_Source extract:_
_____

Re: Storm Netty Performance

Posted by Bobby Evans <ev...@yahoo-inc.com>.
You are correct that we do not send a new batch of messages until the
current batch has been acked.  It should not be too difficult to switch to
pipelining the messages so more then one batch is in flight at any point
in time, but we wanted to get accuracy before digging more deeply into
performance.

As for the fixed batch size that is a latency vs throughput question, and
is likely to vary depending on the use case you have.

The bigger problem that I have seen is with the number of threads that
Netty is using for larger topologies.  I think we have a fix for that, but
Andy and I have not had the time to put together a patch for the community
yet.  I will try to get to it this week.

‹Bobby

On 3/26/14, 6:27 AM, "Sean Zhong" <cl...@gmail.com> wrote:

>When running benchmark developed by Bobby(
>http://yahooeng.tumblr.com/post/64758709722/making-storm-fly-with-netty),
>I found neither the CPU, memory, network can be satured when the message
>size is small(10bytes - 100 bytes).

_____

_Task objective:_
In the Storm Netty reply, what problem does the writer call the bigger one?

_Material supplied:_

_____

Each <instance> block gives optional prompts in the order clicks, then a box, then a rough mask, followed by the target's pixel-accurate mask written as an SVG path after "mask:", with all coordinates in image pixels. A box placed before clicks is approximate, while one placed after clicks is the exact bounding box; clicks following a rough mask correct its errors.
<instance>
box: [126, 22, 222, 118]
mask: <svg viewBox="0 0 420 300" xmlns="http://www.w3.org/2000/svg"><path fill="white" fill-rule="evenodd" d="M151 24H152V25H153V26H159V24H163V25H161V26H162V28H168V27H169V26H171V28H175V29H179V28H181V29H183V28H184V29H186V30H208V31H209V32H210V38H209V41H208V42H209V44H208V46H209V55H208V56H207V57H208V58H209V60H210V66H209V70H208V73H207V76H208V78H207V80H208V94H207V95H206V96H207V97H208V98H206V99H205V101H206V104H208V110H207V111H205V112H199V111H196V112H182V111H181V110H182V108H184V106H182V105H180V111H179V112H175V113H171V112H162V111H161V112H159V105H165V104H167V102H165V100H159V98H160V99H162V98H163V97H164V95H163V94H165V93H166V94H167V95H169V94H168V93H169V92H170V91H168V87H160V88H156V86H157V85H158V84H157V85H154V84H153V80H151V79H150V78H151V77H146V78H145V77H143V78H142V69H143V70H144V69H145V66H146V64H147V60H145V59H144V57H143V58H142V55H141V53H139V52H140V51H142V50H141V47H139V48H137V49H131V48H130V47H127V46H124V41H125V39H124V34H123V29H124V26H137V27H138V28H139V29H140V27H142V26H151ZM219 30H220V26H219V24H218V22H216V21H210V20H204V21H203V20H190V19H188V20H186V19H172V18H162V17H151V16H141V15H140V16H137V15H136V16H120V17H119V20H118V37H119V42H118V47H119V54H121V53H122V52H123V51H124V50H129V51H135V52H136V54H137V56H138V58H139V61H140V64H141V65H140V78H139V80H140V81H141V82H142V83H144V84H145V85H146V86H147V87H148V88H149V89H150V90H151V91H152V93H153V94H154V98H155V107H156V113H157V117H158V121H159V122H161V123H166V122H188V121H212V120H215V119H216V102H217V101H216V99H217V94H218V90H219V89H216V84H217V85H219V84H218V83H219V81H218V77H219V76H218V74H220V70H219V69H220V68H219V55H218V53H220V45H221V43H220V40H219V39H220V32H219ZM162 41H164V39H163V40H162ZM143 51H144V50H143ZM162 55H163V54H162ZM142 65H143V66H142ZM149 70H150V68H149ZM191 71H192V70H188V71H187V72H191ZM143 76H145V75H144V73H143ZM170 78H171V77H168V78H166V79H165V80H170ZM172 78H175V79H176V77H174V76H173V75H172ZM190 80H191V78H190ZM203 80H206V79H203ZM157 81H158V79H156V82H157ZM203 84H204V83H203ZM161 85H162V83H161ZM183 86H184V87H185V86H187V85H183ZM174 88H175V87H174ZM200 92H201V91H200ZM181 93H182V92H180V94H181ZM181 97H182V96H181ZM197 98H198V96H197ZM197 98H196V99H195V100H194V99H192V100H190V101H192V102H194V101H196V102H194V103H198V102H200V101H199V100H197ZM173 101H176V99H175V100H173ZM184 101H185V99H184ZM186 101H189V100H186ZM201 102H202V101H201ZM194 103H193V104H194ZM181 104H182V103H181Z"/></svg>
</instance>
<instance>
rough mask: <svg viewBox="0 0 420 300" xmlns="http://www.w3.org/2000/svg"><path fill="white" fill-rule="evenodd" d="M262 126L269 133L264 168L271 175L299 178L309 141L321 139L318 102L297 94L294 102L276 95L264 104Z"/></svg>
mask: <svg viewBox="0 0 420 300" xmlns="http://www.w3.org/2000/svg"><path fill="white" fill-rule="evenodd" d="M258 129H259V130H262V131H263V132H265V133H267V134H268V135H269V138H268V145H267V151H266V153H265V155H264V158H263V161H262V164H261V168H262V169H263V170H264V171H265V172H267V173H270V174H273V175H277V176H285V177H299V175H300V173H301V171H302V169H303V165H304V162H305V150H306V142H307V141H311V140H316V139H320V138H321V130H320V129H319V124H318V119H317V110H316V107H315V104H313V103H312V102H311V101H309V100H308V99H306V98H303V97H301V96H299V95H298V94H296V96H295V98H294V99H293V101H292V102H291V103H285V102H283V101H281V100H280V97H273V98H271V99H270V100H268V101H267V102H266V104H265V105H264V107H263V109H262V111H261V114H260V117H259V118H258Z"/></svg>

_____

_Solution for this exercise:_
The number of threads Netty uses for larger topologies.